# Challenge
Format all of the data below as a JSON list of strings, one string per line, leaving out any blank lines.

* start Data to use *

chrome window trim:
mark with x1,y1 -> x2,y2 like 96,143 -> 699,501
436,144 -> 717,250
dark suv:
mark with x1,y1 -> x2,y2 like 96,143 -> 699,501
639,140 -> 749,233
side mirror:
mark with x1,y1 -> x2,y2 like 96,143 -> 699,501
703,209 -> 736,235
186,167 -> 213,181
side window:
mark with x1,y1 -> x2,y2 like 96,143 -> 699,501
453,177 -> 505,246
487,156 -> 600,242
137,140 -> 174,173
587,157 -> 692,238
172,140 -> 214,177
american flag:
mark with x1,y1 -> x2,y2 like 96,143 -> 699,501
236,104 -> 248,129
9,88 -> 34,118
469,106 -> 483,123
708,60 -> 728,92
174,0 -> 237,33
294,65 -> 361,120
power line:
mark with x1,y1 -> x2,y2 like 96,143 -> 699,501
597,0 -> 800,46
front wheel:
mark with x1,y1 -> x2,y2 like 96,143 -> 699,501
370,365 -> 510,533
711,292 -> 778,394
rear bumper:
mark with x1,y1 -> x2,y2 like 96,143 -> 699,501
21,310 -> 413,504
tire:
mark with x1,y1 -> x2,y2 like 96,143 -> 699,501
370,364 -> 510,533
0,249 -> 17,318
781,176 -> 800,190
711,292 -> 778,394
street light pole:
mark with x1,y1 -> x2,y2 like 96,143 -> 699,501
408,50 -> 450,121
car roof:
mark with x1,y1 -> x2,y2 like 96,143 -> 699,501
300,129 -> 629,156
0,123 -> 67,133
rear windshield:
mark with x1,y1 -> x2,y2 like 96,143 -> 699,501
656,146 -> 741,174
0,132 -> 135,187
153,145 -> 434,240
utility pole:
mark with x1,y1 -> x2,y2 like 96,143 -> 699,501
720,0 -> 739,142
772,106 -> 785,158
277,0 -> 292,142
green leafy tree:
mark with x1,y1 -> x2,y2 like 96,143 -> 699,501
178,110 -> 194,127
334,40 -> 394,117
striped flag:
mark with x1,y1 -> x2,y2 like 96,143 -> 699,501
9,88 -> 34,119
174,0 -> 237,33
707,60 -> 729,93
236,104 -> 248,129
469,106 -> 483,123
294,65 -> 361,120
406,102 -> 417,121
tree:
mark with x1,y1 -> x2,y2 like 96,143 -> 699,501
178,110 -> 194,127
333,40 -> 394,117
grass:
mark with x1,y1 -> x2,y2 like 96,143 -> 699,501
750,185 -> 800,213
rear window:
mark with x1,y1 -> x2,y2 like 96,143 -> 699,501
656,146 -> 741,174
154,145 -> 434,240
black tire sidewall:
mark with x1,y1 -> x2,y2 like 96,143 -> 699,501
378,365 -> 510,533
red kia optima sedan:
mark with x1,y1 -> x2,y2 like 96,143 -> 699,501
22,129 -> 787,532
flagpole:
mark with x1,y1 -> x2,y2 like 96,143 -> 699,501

* end Data to use *

# Answer below
[
  "chrome window trim:",
  "mark with x1,y1 -> x2,y2 like 96,143 -> 699,501",
  "436,144 -> 717,250",
  "dark suv:",
  "mark with x1,y1 -> x2,y2 like 96,143 -> 699,501",
  "639,140 -> 749,233",
  "side mirror:",
  "mark with x1,y1 -> x2,y2 like 96,143 -> 699,501",
  "703,209 -> 736,235",
  "186,167 -> 213,181",
  "side window:",
  "mark with x1,y1 -> x2,y2 like 96,143 -> 699,501",
  "453,177 -> 505,246",
  "487,156 -> 600,242",
  "137,140 -> 174,173",
  "587,157 -> 692,238",
  "172,140 -> 214,177",
  "american flag:",
  "mark with x1,y1 -> x2,y2 like 96,143 -> 699,501",
  "236,104 -> 248,129",
  "9,88 -> 34,118",
  "469,106 -> 483,123",
  "708,60 -> 728,92",
  "174,0 -> 237,33",
  "294,65 -> 361,120",
  "power line:",
  "mark with x1,y1 -> x2,y2 like 96,143 -> 699,501",
  "597,0 -> 800,46",
  "front wheel:",
  "mark with x1,y1 -> x2,y2 like 96,143 -> 699,501",
  "370,365 -> 510,533",
  "711,292 -> 778,394",
  "rear bumper:",
  "mark with x1,y1 -> x2,y2 like 96,143 -> 699,501",
  "21,310 -> 413,504",
  "tire:",
  "mark with x1,y1 -> x2,y2 like 96,143 -> 699,501",
  "370,364 -> 510,533",
  "0,249 -> 17,318",
  "781,176 -> 800,190",
  "711,292 -> 778,394",
  "street light pole:",
  "mark with x1,y1 -> x2,y2 like 96,143 -> 699,501",
  "408,50 -> 450,121",
  "car roof:",
  "mark with x1,y1 -> x2,y2 like 96,143 -> 699,501",
  "300,129 -> 629,156",
  "0,123 -> 67,133",
  "rear windshield:",
  "mark with x1,y1 -> x2,y2 like 96,143 -> 699,501",
  "656,146 -> 741,174",
  "0,132 -> 135,187",
  "153,145 -> 434,240",
  "utility pole:",
  "mark with x1,y1 -> x2,y2 like 96,143 -> 699,501",
  "720,0 -> 739,142",
  "772,106 -> 785,158",
  "277,0 -> 292,142",
  "green leafy tree:",
  "mark with x1,y1 -> x2,y2 like 96,143 -> 699,501",
  "178,110 -> 194,127",
  "334,40 -> 394,117",
  "striped flag:",
  "mark with x1,y1 -> x2,y2 like 96,143 -> 699,501",
  "9,88 -> 34,119",
  "174,0 -> 237,33",
  "707,60 -> 729,93",
  "236,104 -> 248,129",
  "469,106 -> 483,123",
  "294,65 -> 361,120",
  "406,102 -> 417,121",
  "tree:",
  "mark with x1,y1 -> x2,y2 like 96,143 -> 699,501",
  "178,110 -> 194,127",
  "333,40 -> 394,117",
  "grass:",
  "mark with x1,y1 -> x2,y2 like 96,143 -> 699,501",
  "750,185 -> 800,213",
  "rear window:",
  "mark with x1,y1 -> x2,y2 like 96,143 -> 699,501",
  "656,146 -> 741,174",
  "154,145 -> 434,240",
  "black tire sidewall:",
  "mark with x1,y1 -> x2,y2 like 96,143 -> 699,501",
  "378,365 -> 510,533",
  "red kia optima sedan:",
  "mark with x1,y1 -> x2,y2 like 96,143 -> 699,501",
  "22,129 -> 787,532",
  "flagpole:",
  "mark with x1,y1 -> x2,y2 like 96,143 -> 699,501"
]